● **Exercise prompt**: Rescale the box coordinates from the first line through the line containing "581, 552, 601, 572", both ends included. Write out each of those lines in full with the wording unchanged, multiplying every coordinate by 1.15 and rounding to the nearest whole number (halves up).

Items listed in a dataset
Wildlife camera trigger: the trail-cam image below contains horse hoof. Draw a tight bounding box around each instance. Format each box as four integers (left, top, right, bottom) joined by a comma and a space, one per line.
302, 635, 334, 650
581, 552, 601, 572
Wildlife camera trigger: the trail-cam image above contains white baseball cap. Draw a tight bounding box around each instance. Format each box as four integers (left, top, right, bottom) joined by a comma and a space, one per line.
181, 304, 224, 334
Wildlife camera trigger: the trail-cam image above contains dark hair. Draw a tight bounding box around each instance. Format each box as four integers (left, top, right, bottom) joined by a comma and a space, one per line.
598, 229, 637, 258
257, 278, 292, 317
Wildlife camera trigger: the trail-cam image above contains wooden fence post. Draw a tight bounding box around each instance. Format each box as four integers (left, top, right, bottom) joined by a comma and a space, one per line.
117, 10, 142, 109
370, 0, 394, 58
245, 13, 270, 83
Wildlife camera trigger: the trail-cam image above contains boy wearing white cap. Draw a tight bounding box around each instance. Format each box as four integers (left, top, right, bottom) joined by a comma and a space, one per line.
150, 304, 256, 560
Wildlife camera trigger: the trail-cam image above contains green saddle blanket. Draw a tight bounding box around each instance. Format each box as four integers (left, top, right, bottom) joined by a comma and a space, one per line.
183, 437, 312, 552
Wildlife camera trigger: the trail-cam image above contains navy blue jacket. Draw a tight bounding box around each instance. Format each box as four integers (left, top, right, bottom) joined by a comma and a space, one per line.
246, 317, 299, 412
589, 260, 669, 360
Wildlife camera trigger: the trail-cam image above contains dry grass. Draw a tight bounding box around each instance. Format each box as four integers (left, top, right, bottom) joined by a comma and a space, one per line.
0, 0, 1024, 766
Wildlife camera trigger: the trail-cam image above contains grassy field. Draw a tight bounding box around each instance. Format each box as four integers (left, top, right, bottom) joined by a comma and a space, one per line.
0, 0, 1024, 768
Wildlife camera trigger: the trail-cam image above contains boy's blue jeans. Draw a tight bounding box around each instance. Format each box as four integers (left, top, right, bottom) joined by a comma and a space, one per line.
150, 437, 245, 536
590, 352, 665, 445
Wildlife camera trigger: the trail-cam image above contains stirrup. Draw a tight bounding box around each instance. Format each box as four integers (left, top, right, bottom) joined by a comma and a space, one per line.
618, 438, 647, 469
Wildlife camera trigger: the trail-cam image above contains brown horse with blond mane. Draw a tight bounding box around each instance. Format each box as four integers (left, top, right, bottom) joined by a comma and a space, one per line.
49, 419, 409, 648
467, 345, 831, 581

● **Exercise response**:
Wildlife camera trigger: the trail-cam image below contains horse hoof. Draw a tight bounding box around each instance. Format each box as four integers (left, top, right, bottom) joined by a comma and a space, one per line.
347, 730, 384, 748
668, 635, 691, 658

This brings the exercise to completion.